#### What you should do:
Repeat the records exactly, minus the pictures.
______________________________
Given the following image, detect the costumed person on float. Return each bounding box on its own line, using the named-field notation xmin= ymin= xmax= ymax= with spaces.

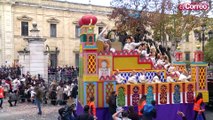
xmin=127 ymin=70 xmax=138 ymax=84
xmin=114 ymin=69 xmax=126 ymax=84
xmin=138 ymin=70 xmax=148 ymax=83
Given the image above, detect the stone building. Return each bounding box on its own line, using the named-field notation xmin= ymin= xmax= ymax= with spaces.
xmin=0 ymin=0 xmax=114 ymax=67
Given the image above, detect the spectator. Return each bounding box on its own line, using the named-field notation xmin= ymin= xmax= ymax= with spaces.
xmin=88 ymin=96 xmax=97 ymax=119
xmin=77 ymin=105 xmax=94 ymax=120
xmin=193 ymin=93 xmax=206 ymax=120
xmin=1 ymin=80 xmax=10 ymax=98
xmin=141 ymin=100 xmax=157 ymax=120
xmin=128 ymin=106 xmax=139 ymax=120
xmin=8 ymin=90 xmax=18 ymax=107
xmin=112 ymin=109 xmax=131 ymax=120
xmin=58 ymin=104 xmax=77 ymax=120
xmin=177 ymin=111 xmax=187 ymax=120
xmin=34 ymin=86 xmax=43 ymax=115
xmin=57 ymin=84 xmax=64 ymax=105
xmin=0 ymin=85 xmax=4 ymax=109
xmin=138 ymin=95 xmax=147 ymax=120
xmin=108 ymin=91 xmax=117 ymax=118
xmin=71 ymin=83 xmax=78 ymax=110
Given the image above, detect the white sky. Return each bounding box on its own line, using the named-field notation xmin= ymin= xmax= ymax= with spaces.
xmin=58 ymin=0 xmax=112 ymax=6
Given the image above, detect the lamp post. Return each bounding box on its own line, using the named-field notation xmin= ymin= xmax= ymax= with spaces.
xmin=201 ymin=23 xmax=206 ymax=52
xmin=46 ymin=45 xmax=50 ymax=85
xmin=55 ymin=47 xmax=58 ymax=70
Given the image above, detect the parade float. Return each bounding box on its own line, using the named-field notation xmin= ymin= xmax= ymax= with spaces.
xmin=77 ymin=14 xmax=208 ymax=120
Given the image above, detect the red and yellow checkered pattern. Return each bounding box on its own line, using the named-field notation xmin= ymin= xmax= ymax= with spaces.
xmin=191 ymin=67 xmax=196 ymax=82
xmin=199 ymin=67 xmax=206 ymax=90
xmin=86 ymin=83 xmax=95 ymax=103
xmin=87 ymin=54 xmax=97 ymax=74
xmin=105 ymin=83 xmax=114 ymax=104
______________________________
#### Completed task:
Given the following image, detect the costumed person on float. Return each bounding box on its own line, using the named-field notation xmin= ymin= xmax= ymax= with spaces.

xmin=127 ymin=70 xmax=138 ymax=84
xmin=114 ymin=69 xmax=126 ymax=84
xmin=138 ymin=70 xmax=148 ymax=83
Given the image above, detect the stone building. Return each bounding box on its own line, using the named-field notation xmin= ymin= xmax= ymax= with spaces.
xmin=0 ymin=0 xmax=114 ymax=67
Given the image above, detect the spectator. Return each bounding box on its own line, using the named-field notation xmin= ymin= xmax= ymax= with spaces.
xmin=88 ymin=96 xmax=97 ymax=119
xmin=77 ymin=105 xmax=94 ymax=120
xmin=193 ymin=93 xmax=206 ymax=120
xmin=1 ymin=80 xmax=10 ymax=98
xmin=141 ymin=100 xmax=157 ymax=120
xmin=128 ymin=106 xmax=139 ymax=120
xmin=8 ymin=90 xmax=18 ymax=107
xmin=112 ymin=109 xmax=131 ymax=120
xmin=58 ymin=104 xmax=77 ymax=120
xmin=177 ymin=111 xmax=187 ymax=120
xmin=34 ymin=86 xmax=43 ymax=115
xmin=57 ymin=84 xmax=64 ymax=105
xmin=0 ymin=85 xmax=4 ymax=109
xmin=138 ymin=95 xmax=147 ymax=120
xmin=108 ymin=91 xmax=117 ymax=118
xmin=71 ymin=83 xmax=78 ymax=110
Given the image above, detect the white sky. Return each bounding box on its own line, using the named-field notation xmin= ymin= xmax= ymax= with spaces.
xmin=58 ymin=0 xmax=112 ymax=6
Given the image above, detect the lamp post. Return each bounding box on its own line, using the named-field notation xmin= ymin= xmax= ymax= with spaces.
xmin=201 ymin=23 xmax=206 ymax=52
xmin=46 ymin=45 xmax=50 ymax=85
xmin=55 ymin=47 xmax=58 ymax=70
Given the image above, detect the parade float. Return each bounding box on its own line, using the named-field notation xmin= ymin= xmax= ymax= with spaces.
xmin=77 ymin=14 xmax=208 ymax=120
Given the image above, detect the red and yellow checkered pattern. Return each bounding box on its own line, using the named-field notation xmin= ymin= xmax= ymax= with spaces.
xmin=191 ymin=67 xmax=196 ymax=82
xmin=199 ymin=67 xmax=206 ymax=90
xmin=86 ymin=83 xmax=95 ymax=103
xmin=87 ymin=54 xmax=97 ymax=74
xmin=105 ymin=83 xmax=114 ymax=104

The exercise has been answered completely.